*PROBLEM TO SOLVE*: Print the lines of the records below without any change, starting at the line that contains "Where can the sandy floor" and ending at the line that contains "x=212, y=409", both included.

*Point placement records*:
- - -

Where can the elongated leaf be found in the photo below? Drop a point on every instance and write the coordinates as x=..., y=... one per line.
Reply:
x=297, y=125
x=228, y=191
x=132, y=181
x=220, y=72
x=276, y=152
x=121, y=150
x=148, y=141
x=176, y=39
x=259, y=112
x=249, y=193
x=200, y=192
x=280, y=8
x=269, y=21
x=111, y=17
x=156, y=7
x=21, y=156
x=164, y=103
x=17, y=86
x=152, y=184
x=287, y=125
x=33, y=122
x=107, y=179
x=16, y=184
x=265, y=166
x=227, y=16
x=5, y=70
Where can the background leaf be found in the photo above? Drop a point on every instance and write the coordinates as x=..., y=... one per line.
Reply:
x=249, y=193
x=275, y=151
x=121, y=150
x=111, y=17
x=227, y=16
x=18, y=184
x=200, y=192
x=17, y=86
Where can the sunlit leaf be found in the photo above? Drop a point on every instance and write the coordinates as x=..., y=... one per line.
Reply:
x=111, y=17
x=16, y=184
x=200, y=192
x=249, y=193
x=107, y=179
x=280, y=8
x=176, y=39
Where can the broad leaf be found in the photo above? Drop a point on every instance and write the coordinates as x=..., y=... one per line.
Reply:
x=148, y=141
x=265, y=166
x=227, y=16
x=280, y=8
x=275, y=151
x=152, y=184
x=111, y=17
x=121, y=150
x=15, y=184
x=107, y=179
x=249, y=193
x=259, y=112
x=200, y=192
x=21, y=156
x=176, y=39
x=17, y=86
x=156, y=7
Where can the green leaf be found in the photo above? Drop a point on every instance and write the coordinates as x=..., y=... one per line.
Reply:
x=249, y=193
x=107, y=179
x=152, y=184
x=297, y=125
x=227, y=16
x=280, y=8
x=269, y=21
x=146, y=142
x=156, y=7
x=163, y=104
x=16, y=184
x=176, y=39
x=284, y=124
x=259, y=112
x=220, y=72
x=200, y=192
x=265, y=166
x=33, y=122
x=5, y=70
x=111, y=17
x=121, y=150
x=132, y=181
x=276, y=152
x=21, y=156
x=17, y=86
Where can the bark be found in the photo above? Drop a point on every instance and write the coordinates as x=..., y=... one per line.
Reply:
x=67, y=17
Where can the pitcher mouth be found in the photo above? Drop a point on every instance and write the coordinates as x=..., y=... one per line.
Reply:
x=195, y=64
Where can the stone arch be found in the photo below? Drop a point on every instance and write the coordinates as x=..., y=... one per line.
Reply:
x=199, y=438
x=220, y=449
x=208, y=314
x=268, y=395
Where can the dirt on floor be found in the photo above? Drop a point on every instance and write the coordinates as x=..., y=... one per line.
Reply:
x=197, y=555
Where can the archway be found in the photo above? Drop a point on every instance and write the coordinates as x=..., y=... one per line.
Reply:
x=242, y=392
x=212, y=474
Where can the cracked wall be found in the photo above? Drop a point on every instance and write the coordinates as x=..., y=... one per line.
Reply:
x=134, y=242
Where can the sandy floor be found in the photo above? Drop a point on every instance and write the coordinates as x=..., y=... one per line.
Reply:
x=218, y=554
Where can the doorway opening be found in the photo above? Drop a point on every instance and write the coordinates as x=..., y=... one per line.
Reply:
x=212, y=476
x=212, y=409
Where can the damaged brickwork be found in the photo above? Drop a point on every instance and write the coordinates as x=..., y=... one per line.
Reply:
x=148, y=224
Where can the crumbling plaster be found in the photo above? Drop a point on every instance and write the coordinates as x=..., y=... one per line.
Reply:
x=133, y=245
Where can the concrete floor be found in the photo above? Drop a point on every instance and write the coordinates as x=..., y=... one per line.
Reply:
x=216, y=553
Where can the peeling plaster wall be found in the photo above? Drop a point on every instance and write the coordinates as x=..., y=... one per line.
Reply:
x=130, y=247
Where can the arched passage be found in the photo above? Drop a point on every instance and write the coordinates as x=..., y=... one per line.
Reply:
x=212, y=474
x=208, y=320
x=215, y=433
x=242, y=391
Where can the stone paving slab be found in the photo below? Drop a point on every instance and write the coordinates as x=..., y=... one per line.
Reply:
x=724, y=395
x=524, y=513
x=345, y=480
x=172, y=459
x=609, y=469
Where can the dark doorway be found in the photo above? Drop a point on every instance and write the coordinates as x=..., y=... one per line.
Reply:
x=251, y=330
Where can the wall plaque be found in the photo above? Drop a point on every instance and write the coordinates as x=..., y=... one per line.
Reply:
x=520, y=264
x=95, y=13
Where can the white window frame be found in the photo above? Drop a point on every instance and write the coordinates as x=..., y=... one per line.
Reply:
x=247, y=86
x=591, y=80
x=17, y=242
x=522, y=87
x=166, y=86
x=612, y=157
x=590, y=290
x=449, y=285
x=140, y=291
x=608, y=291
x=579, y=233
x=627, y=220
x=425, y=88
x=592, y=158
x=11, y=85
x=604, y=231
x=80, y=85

- - -

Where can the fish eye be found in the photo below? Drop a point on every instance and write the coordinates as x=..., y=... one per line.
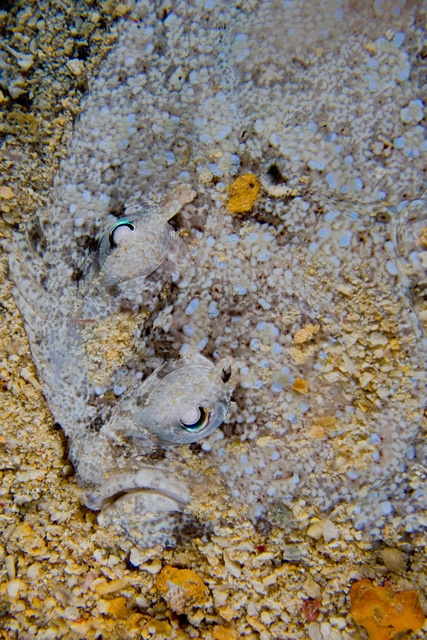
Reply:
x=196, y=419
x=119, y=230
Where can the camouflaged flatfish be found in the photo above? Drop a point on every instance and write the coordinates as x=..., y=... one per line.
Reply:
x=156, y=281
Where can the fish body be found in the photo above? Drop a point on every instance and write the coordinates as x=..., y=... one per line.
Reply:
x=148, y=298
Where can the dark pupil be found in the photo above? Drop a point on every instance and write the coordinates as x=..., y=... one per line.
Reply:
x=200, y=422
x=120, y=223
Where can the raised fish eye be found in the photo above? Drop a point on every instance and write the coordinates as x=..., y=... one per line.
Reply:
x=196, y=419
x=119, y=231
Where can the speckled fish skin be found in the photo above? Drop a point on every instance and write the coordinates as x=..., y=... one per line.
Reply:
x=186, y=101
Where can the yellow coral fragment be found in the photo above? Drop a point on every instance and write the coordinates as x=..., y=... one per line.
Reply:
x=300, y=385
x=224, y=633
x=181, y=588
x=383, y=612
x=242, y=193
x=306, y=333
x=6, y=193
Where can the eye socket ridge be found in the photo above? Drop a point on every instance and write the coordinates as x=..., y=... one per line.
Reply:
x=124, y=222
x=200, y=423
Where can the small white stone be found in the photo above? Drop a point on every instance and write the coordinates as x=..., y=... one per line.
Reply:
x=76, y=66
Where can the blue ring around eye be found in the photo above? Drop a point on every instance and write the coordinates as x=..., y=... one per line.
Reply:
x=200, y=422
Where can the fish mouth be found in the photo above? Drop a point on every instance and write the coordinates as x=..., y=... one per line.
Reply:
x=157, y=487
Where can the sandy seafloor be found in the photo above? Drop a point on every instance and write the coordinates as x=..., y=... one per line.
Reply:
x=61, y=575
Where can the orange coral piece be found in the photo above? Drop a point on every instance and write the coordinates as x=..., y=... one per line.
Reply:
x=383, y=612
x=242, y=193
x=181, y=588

- - -

*EXERCISE RESPONSE*:
Where can the sandy floor be found in the photo above? Drop a point on every instance and write the coordinates as x=..., y=... one per line.
Reply:
x=218, y=554
Where can the doorway opening be found in the photo above? Drop a point on every instance and write the coordinates as x=..., y=... one per line.
Reply:
x=212, y=476
x=212, y=409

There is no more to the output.